** Task to carry out **
According to the book review, what language is the HEC virtual machine written in?

** Excerpted text **
/---
It is impossible for me to be completely impartial about some of the design decisions, as I have studied this area intensely for the last year or so, and came to some really different conclusions. But nonetheless, these are old, ongoing, holy wars, so I was not quick to judge.
I was really disappointed that he swept kludges and shortcomings under the "next version" rug. Especially seeing that he has no apparent online location for errata, fixes, and code updates. I felt really short-changed: I was expecting this book to provide a lot more concrete examples, rather than string me on to the revised edition, possibly years from now. For example, a lot of the source code, even printed in the pages of the book, have fragments of a broken threading feature, but he instructed me to ignore that, as it'll only be useful in future versions.
There are also times where it seems he implemented obviously unacceptable limitations (relating to dynamic allocation, for example) for the sake of brevity. It appeared he didn't want to get into the core of any real solution, usually making excuses and sour-grapes statements along the way. This is not what I expected from a book that spent 20 or so pages describing his own vector and linked-list structures, and even more over-explaining how inturrupts work.
Overall, he paints a clear picture of what is involved in virtual machine design, from both a maintainance and performance point of view. He wonders off the path often, but it's readable, and pretty informative.
There are, however a few things I found slightly misleading, and outright ignorant presented in this book.
The first problem is it's title. The HEC virtual machine is written entirely in C. I found the title of "Implementation in C/C++" very misleading. This is true, however, because standard C is, by definition, valid C++. The HEC assembler was, however truly written in "C/C++", meaning "C++ using unsafe C standard library functions".
I was amazed as he exclaimed that the project was unmanageable in C, therefore required a rewrite in C++; only moments later to write his own std::list and std::vector(extendable array). This guy is obviously coming from a C background, and writes in sketchy C++ using cstdio and iffy re-implementations of proven (and portable) STL types. This is the point I lost a bit of confidence in the book. I'm not an object-oriented freak, but using the improved, safe C++ library routines make a lot of sense in C++, if for nothing else, the clarity of teaching.
\---
[Dataset excerpts on object pointing]
/---
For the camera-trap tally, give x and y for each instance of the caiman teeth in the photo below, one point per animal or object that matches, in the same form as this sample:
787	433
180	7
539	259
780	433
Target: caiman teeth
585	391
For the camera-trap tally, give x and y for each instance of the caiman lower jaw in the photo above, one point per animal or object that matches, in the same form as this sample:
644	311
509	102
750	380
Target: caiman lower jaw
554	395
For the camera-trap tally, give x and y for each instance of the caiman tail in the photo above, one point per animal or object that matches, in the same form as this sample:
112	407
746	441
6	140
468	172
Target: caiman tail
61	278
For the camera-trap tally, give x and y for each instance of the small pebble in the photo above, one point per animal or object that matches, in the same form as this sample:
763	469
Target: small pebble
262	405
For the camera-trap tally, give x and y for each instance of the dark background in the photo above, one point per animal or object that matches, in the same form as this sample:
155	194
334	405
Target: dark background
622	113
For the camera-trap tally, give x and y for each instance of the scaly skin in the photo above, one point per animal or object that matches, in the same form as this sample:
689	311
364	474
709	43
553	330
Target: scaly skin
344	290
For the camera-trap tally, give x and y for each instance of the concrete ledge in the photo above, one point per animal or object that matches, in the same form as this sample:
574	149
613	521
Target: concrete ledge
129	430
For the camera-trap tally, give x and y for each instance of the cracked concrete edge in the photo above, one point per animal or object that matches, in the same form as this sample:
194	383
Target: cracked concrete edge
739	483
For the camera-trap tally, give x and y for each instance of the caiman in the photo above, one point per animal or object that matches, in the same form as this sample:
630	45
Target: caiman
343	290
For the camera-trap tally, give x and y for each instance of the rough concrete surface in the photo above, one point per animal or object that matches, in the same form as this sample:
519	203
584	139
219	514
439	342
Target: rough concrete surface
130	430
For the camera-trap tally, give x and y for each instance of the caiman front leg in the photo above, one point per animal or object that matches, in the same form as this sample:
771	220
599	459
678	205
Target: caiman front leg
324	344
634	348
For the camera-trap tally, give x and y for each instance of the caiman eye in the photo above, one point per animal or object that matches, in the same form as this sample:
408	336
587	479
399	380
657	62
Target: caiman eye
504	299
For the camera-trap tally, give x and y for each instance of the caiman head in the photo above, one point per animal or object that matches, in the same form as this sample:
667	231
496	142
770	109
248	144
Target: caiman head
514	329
\---
** Exercise output **
It is written entirely in C.